■ **Your task**
Reproduce all entries precisely, down to the last character.

----------

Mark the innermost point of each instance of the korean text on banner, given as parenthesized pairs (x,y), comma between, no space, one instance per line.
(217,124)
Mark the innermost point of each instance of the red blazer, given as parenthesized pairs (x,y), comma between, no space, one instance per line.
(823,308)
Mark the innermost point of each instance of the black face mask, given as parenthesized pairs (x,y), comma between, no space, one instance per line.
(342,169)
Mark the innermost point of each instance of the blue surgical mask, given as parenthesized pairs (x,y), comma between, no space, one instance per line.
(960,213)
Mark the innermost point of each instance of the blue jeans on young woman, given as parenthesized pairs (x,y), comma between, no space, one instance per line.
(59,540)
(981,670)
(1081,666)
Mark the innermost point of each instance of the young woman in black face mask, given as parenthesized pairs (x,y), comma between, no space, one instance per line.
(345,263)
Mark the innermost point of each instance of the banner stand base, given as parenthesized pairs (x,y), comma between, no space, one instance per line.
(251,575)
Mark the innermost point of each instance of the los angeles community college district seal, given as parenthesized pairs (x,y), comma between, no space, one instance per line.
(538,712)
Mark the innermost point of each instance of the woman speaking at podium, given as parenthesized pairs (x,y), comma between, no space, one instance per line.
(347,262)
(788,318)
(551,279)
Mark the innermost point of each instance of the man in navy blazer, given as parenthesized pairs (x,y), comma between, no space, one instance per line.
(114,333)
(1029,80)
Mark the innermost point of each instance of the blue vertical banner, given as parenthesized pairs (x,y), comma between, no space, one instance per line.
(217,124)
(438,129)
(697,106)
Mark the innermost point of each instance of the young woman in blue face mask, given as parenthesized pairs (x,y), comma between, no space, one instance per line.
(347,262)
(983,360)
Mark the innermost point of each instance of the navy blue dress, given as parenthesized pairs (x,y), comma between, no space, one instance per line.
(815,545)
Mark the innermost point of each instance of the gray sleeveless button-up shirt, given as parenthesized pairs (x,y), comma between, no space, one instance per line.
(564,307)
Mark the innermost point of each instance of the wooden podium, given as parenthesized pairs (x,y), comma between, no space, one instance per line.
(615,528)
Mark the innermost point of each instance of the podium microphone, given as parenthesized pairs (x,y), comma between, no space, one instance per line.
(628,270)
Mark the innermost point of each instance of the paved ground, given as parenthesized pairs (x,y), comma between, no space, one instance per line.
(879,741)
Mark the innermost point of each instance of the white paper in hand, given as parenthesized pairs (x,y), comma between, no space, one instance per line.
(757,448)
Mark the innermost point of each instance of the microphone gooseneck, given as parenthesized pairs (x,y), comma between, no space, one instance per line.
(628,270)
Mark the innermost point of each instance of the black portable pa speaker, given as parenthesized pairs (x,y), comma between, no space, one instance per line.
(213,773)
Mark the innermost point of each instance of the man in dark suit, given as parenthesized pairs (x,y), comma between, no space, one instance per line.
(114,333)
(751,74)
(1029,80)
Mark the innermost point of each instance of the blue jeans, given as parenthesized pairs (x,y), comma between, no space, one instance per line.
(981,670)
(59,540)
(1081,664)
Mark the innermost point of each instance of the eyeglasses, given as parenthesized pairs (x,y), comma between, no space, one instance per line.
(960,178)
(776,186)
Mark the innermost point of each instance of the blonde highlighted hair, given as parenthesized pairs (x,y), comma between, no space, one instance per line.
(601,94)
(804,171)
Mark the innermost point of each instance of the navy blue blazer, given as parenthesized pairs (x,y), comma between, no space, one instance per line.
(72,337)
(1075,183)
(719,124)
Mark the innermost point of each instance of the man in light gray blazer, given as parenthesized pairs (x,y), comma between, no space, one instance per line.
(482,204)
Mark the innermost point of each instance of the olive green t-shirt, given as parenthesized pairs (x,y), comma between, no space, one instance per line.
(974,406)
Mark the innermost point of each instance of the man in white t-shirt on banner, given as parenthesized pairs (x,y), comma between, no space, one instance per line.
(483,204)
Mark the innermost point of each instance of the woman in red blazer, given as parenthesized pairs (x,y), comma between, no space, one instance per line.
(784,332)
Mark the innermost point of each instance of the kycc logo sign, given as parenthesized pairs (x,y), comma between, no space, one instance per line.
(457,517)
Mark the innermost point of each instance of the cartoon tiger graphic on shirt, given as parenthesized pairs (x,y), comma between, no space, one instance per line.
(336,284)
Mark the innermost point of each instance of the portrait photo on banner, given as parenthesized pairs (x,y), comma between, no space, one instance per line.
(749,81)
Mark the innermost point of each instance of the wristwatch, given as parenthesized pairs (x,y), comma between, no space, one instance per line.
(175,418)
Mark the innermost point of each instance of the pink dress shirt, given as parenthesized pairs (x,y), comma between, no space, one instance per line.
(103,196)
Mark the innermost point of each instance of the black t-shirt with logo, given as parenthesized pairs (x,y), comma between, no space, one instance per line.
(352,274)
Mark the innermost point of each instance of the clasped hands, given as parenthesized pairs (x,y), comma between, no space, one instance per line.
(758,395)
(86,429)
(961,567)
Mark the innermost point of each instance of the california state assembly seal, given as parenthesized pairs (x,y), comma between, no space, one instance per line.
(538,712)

----------

■ **Exercise answer**
Mark the innermost point of each instance of the korean text on banner, given as parenthesized pairs (x,y), comma between, no space, one instance per line.
(217,124)
Mark the innermost point of each instance of the red blazer, given as parenthesized pairs (x,y), comma between, no space, one instance per line.
(823,308)
Mark the innermost point of each instance of the black face mask, given as parenthesized pairs (x,y), comma between, no space, one instance per line.
(342,169)
Mark the innermost point of each instance of the blue surgical mask, given as parenthesized pairs (x,y), comma between, no space, one instance per line.
(960,213)
Mark the innermost point of each instance of the blue jeans on young woman, given as parenthesized pairs (x,y), comma between, no space, one instance per line.
(59,540)
(981,670)
(1081,666)
Mark the innermost point of each instance of the young woman in black face mask, given as parenthesized pairs (x,y), comma between, no space, one instance per line.
(345,263)
Mark the innermost point of each instance of the banner stand base, given as parenthesized pairs (x,y), comma between, no space, one instance per line.
(251,575)
Mark the innermost point of each instance of the los angeles community college district seal, given as parenthesized pairs (x,y), comma between, no space, one instance per line.
(538,712)
Mark the innermost point of each instance of the woman speaking at podium, given as parenthesized pairs (x,y), comma between, no space, one instance per line.
(347,262)
(788,318)
(551,279)
Mark the innermost point of each instance of the man in navy blazer, given as parenthesized pairs (x,y), comma between, no space, one instance per line.
(114,333)
(1029,80)
Mark the innermost point of each instance of the blue vertical banner, given as parenthesized pairs (x,y), comma between, no space, one instance per line.
(217,124)
(438,129)
(697,106)
Mark the innermost point of each instance of the young woman in blue face mask, given as parenthesized pairs (x,y), comma between, no space, one instance per line.
(347,262)
(983,360)
Mark the innermost point of each instance of the navy blue dress, given as parenthesized pairs (x,y), comma between, no space, one instance per line.
(815,545)
Mark the innermost point of each instance of the gray sleeveless button-up shirt, given as parenthesized pairs (x,y), comma between, no space, one instance per line.
(564,307)
Mark the innermost point of each instance of the wooden podium, given as parenthesized pairs (x,y), comma between, no space, one instance per line.
(615,528)
Mark the innermost point of each instance of the podium microphone, given as parenthesized pairs (x,y), comma between, no space, one instance per line.
(628,270)
Mark the innermost point of each instance of the paved ground, given as parenthesized pairs (x,y), comma between, no space, one instance per line.
(879,741)
Mark the innermost point of each instance of the white paper in hand, given as parenthesized pairs (x,y), comma between, no space, one instance per line.
(757,448)
Mark the innermost point of each instance of the microphone gooseneck, given as parenthesized pairs (x,y), comma between, no space, one instance per line.
(628,270)
Mark the innermost point of each instance of the black portable pa speaker, given as parenthesized pairs (x,y), comma between, no space, one instance per line.
(213,773)
Mark the innermost point of each instance of the man in dark suit, given as parenthesized pairs (x,y), comma between, no space, one instance per line.
(114,333)
(751,74)
(1029,80)
Mark the innermost point of each instance of the blue jeans, given as parenthesized pairs (x,y), comma between, no space, one instance per line.
(981,670)
(59,540)
(1081,664)
Mark the innermost point of each instance of the eyeglasses, given as parenthesized pairs (x,y), comma between, no space, one instance per line.
(960,178)
(776,186)
Mark the innermost point of each instance of the blonde highlighted hair, given as parenthesized pairs (x,y), comma between, no space, one instance per line.
(601,94)
(804,171)
Mark the innermost point of each instance of the navy blue blazer, given as parenthesized pairs (x,y), comma between, no space, one instance per line.
(72,337)
(1075,183)
(719,124)
Mark the innermost point of each instance of the man in light gray blazer, given as parenthesized pairs (x,y), comma between, no space, one instance per line.
(482,204)
Mark the innermost point of each instance of the olive green t-shirt, given as parenthesized pairs (x,y), comma between, no space, one instance per line.
(974,406)
Mark the innermost point of each instance of the man in white t-shirt on banner, given as parenthesized pairs (x,y), comma between, no space, one instance per line.
(483,204)
Mark the innermost point of each instance of the woman in red blazer, given as parenthesized pairs (x,y), comma between, no space, one instance per line.
(784,332)
Mark the innermost point of each instance of the kycc logo sign, given as parenthesized pairs (x,y), comma between, no space, one instance per line.
(457,517)
Mark the innermost point of each instance of the cartoon tiger graphic on shirt, given as parenthesized pairs (x,y), comma between, no space, one instance per line.
(336,284)
Mark the innermost point of each instance of the portrait photo on banner, given as parenthesized pairs (x,y), comma between, no space, one instance per line.
(749,81)
Mark the innermost point of each instance of the wristwatch, given as parenthesized pairs (x,y), comma between, no space, one instance per line.
(175,418)
Mark the innermost point of each instance of the pink dress shirt, given as parenthesized pairs (x,y), comma between, no space, one instance per line.
(103,196)
Mark the innermost point of each instance of the black t-shirt with logo, given as parenthesized pairs (x,y), comma between, no space, one instance per line.
(352,274)
Mark the innermost point of each instance of the clasped hands, given as parenthesized pairs (x,y), comma between, no space, one instance per line.
(758,395)
(86,429)
(961,567)
Mark the innermost point of each instance of the california state assembly seal, given as parenthesized pairs (x,y), comma between, no space, one instance per line.
(538,712)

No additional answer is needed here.